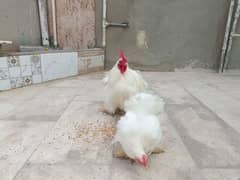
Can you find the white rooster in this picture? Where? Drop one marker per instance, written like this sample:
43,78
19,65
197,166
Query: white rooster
139,130
121,82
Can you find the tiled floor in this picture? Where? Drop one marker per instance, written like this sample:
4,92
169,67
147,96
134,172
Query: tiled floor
55,131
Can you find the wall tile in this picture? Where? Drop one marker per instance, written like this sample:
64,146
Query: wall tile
27,80
36,60
25,60
14,72
26,70
3,62
13,61
4,73
5,84
16,82
36,79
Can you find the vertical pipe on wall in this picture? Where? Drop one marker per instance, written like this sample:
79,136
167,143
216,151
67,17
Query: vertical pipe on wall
104,23
42,8
226,36
233,30
55,43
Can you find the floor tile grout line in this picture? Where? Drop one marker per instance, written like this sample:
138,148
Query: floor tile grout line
41,141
◆ ◆ ◆
## Work to do
Reproduce the records above exactly, starting with the line that contains "Can you find the tiled" and ending with the last line.

## Response
Can you find the tiled floor in this picture? Where? Drop one marker per instance, written like this sample:
4,92
169,67
147,96
134,172
Query: tiled floor
55,131
Can you find the wall tile in this picture? Where? Drop one marker per instance, written like this sample:
64,146
Query: wall tile
27,80
36,60
25,60
14,72
26,70
3,62
13,61
4,73
5,84
16,82
36,79
Can you find the vertical pipe on wall in this picture? Where? Drop one marker per instance, written like this sample:
79,136
167,143
216,151
67,17
Query: vertical pipe on wall
104,23
42,8
226,36
233,30
55,43
Can you find the floor tile grout line in this picture? Where? Drop one marker per instance, written like this sample:
138,148
Query: floor tile grout line
41,141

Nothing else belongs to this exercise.